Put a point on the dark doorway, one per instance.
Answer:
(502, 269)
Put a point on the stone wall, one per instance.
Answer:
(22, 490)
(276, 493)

» **Activity**
Output the records above in full, with nothing altered.

» **Worked solution**
Put a point on the dark doorway, one per instance.
Answer:
(502, 269)
Put a point on the stone wall, one per instance.
Answer:
(22, 490)
(276, 493)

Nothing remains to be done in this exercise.